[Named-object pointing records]
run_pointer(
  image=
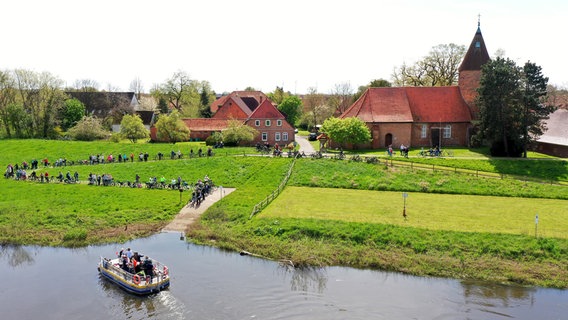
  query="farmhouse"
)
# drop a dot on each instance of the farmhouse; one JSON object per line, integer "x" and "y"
{"x": 424, "y": 116}
{"x": 252, "y": 108}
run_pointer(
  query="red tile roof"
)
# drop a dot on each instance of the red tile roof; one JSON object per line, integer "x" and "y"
{"x": 266, "y": 110}
{"x": 435, "y": 104}
{"x": 410, "y": 104}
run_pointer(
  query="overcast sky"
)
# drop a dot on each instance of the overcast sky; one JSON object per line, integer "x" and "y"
{"x": 296, "y": 44}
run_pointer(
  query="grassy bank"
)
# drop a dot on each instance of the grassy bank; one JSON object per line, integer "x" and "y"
{"x": 332, "y": 213}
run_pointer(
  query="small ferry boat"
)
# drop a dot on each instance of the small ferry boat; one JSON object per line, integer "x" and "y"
{"x": 142, "y": 277}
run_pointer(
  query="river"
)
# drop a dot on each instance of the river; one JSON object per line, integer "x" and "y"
{"x": 208, "y": 283}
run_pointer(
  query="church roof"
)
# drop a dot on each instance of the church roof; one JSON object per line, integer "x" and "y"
{"x": 557, "y": 132}
{"x": 410, "y": 104}
{"x": 476, "y": 55}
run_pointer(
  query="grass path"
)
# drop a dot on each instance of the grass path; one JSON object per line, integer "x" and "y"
{"x": 484, "y": 214}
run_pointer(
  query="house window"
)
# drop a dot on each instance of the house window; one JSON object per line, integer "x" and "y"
{"x": 447, "y": 131}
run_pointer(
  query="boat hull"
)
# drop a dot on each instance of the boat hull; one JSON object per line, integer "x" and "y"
{"x": 125, "y": 280}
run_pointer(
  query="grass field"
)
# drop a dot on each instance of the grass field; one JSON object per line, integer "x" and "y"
{"x": 444, "y": 212}
{"x": 332, "y": 212}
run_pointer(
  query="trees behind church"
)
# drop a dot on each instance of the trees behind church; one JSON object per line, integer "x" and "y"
{"x": 513, "y": 104}
{"x": 438, "y": 68}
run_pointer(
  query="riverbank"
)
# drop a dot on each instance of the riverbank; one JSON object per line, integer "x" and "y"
{"x": 72, "y": 215}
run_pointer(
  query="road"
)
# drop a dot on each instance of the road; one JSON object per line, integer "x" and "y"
{"x": 305, "y": 145}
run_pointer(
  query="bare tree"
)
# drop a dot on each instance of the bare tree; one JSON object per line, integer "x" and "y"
{"x": 137, "y": 87}
{"x": 341, "y": 97}
{"x": 438, "y": 68}
{"x": 86, "y": 85}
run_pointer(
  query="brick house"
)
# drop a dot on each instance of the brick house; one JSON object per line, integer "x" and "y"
{"x": 424, "y": 116}
{"x": 254, "y": 109}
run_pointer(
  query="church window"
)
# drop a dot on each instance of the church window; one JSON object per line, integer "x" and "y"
{"x": 447, "y": 131}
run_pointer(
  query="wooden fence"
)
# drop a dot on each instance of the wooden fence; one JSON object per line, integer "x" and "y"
{"x": 269, "y": 198}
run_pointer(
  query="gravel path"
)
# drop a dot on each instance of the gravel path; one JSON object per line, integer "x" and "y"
{"x": 187, "y": 215}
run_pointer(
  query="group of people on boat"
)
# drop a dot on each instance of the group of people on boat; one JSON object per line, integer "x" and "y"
{"x": 133, "y": 262}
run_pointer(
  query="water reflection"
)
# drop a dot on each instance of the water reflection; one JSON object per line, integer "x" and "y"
{"x": 16, "y": 255}
{"x": 208, "y": 283}
{"x": 305, "y": 279}
{"x": 496, "y": 295}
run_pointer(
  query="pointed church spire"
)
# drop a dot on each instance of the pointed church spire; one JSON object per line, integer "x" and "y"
{"x": 476, "y": 55}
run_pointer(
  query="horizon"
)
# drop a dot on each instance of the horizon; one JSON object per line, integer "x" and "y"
{"x": 293, "y": 45}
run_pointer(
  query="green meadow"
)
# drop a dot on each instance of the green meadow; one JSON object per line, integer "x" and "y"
{"x": 332, "y": 212}
{"x": 443, "y": 212}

> [EXERCISE DIRECTIONS]: Pick out each line of the records that contains the string "water". Matches must agree in case.

> [FINAL ANSWER]:
  query="water reflection"
# drop a dot on each instance of the water reflection; one JSON object per line, integer "x" and "y"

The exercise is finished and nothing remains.